Problems and tasks:
(1) Using the text about Baileys and vanilla tiramisu, decide whether each statement below agrees with it, answering yes or no and quoting the words that settle it: (a) The writer knows how the New Year's Eve tiramisu tradition began. (b) Tiramisu can be prepared well ahead of time. (c) Tiramisu is made without any alcohol.
(2) Condense the paragraph beginning "It’s become an unofficial tradition" from the text about Baileys and vanilla tiramisu into a short bulleted list that keeps its main facts.
(3) Write the next part of the text about Baileys and vanilla tiramisu, picking up after its final sentence and keeping the same voice.

Document text:
┌────────

Baileys and Vanilla Tiramisu

It’s become an unofficial tradition for me to make tiramisu for New Year’s Eve. I’m not sure how it came about, but it’s definitely not a bad thing. Tiramisu has always struck me as a kind of elegant dessert, with its layers of ladyfingers and mascarpone cream. That said, it is also very easy to put together and can be made well in advance – huge plusses for just about every dessert. It also uses a bit of alcohol, which makes it fit in nicely with the usual festivities of a New Year’s Eve gathering (or even just a nice dinner), and a bit of coffee, which might give you an edge in staying up until midnight.

└────────

Supplied material:
┌────────

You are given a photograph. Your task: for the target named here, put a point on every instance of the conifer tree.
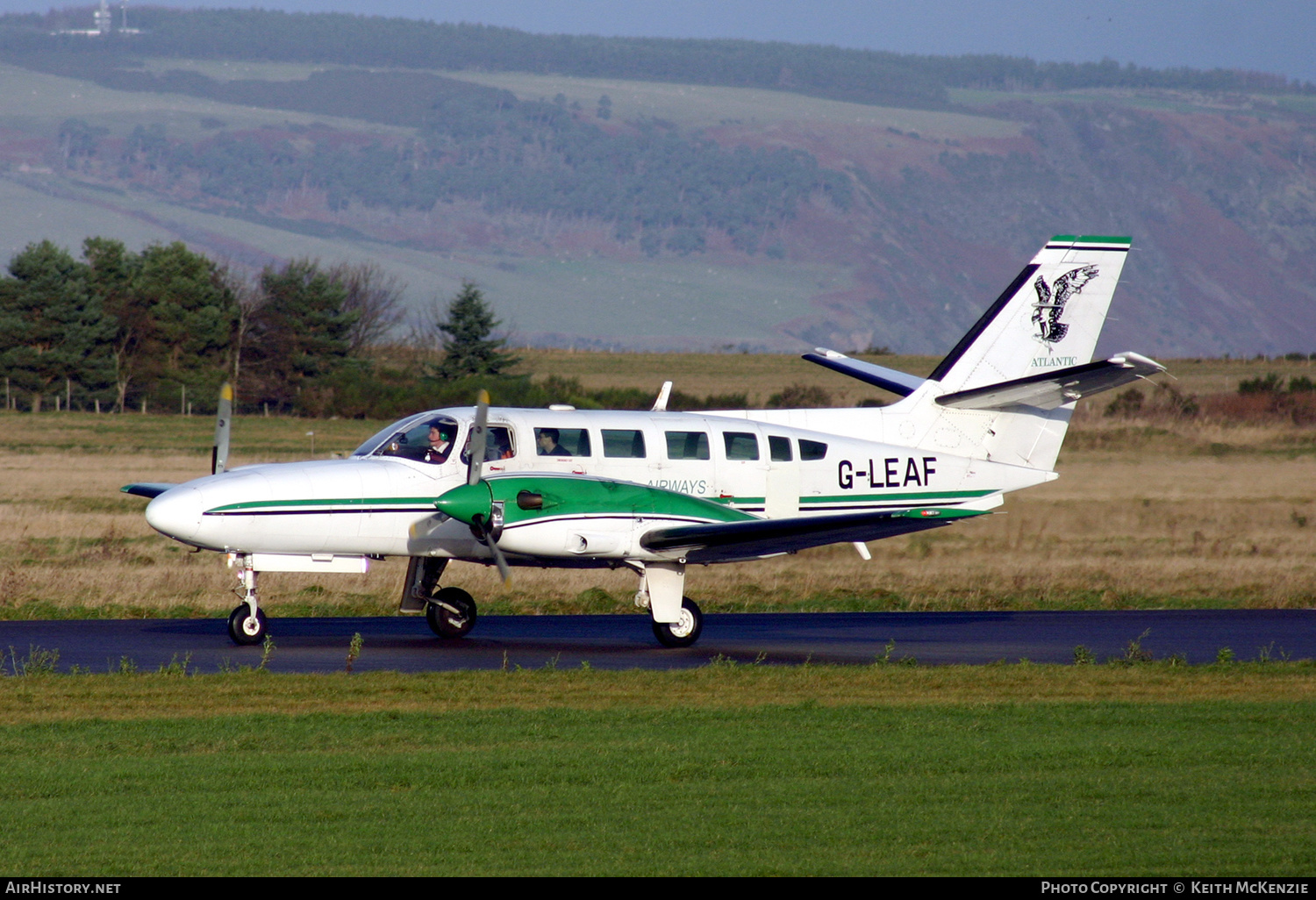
(468, 346)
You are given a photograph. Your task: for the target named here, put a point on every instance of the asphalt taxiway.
(405, 644)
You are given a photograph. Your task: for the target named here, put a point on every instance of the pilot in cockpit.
(441, 436)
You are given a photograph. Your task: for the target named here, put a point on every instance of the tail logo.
(1050, 302)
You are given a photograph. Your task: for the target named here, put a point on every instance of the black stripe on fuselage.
(321, 511)
(981, 325)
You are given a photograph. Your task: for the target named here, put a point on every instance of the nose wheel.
(450, 613)
(247, 623)
(245, 628)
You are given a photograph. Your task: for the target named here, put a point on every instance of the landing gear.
(245, 628)
(450, 613)
(684, 631)
(247, 623)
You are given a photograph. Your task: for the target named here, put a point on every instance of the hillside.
(602, 211)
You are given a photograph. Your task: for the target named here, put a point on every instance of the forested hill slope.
(674, 192)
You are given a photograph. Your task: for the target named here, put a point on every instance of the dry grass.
(47, 699)
(1148, 512)
(1111, 533)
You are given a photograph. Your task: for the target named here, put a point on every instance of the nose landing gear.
(247, 623)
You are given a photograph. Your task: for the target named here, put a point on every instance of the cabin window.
(741, 445)
(812, 450)
(497, 445)
(779, 447)
(623, 444)
(561, 442)
(687, 445)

└────────

Set of answers:
(1)
(a) No: "I’m not sure how it came about"
(b) Yes: "can be made well in advance"
(c) No: "It also uses a bit of alcohol"

(2)
- Making tiramisu for New Year's Eve has become an unofficial tradition for the writer, though the writer isn't sure how it started.
- Tiramisu seems elegant, with layers of ladyfingers and mascarpone cream.
- It is easy to assemble and can be made well in advance.
- A bit of alcohol suits it to New Year's Eve gatherings or a nice dinner.
- A bit of coffee may help with staying up until midnight.

(3)
It’s pretty easy to vary the flavors of a tiramisu by using different liquors. Rum and marsala wine are often featured in it. For this version, I used Baileys Irish Cream with coffee (though classic Irish Cream would be fine) to dip the ladyfingers and I infused a vanilla bean into the cream I used to make the mascarpone cream layers. Because it is easier, I included instructions for using both vanilla extract and vanilla-infused cream with this recipe. It is also worth noting the the size of ladyfingers varies by brand, so don’t be concerned if you need more or less than I’ve called for here, as long as your dish is fully covered as you construct the dessert.

The finished dish is delicious. It is ultra creamy and very light. I really liked the hint of Baileys in with the coffee, too. It’s easy to eat a big piece, but since it is rich it is best served in slightly smaller portions.

Baileys and Vanilla Tiramisu
8-oz mascarpone cheese, room temperature
1/2 cup confectioners’ sugar
1 cup heavy cream, cold*
2 tsp vanilla extract
1 cup strong brewed coffee, room temperature
1/4 cup Bailey’s Irish Cream or other coffee liqueur
approx 30-36 ladyfingers
unsweetened cocoa powder, for finishing

In a large mixing bowl, beat mascarpone, confectioners’ sugar, heavy cream and vanilla at high speed until mixture is fluffy and very smooth.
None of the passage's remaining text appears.